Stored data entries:
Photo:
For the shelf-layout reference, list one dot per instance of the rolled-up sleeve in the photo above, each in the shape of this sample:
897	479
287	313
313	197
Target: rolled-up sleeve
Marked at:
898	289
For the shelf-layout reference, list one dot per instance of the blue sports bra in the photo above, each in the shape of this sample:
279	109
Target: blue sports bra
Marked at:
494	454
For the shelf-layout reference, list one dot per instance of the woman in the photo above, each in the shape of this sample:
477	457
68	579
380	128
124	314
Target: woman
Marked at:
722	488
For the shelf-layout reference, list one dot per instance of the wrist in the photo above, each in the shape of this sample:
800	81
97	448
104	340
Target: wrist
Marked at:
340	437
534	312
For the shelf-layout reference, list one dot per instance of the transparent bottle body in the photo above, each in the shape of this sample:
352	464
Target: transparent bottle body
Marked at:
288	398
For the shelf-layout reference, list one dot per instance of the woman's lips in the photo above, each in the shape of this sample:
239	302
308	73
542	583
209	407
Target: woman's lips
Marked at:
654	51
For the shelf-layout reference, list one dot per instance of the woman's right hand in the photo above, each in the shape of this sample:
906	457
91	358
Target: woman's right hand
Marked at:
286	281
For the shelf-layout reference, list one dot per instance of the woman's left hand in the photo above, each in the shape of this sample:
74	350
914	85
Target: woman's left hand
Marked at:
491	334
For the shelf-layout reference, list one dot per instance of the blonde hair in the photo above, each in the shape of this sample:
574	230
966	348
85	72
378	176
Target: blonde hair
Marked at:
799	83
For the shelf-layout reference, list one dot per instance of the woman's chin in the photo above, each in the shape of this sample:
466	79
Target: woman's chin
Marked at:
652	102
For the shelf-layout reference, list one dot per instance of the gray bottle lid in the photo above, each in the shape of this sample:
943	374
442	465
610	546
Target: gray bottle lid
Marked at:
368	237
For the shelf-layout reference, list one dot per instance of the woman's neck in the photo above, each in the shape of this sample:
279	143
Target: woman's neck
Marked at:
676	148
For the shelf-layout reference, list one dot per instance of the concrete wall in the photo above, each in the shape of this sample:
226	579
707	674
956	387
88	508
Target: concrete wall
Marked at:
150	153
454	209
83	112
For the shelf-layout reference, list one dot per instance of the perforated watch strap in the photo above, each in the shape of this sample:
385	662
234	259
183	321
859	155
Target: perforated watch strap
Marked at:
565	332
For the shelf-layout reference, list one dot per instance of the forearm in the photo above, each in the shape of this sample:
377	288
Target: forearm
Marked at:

* _ACTION ITEM_: Please report every line of the records above that contains the word "transparent".

* _TASK RESULT_:
For the shelf-layout reference, list one dot per instance of the transparent bottle body in the photo above, each in the shape of this sample:
Target: transparent bottle body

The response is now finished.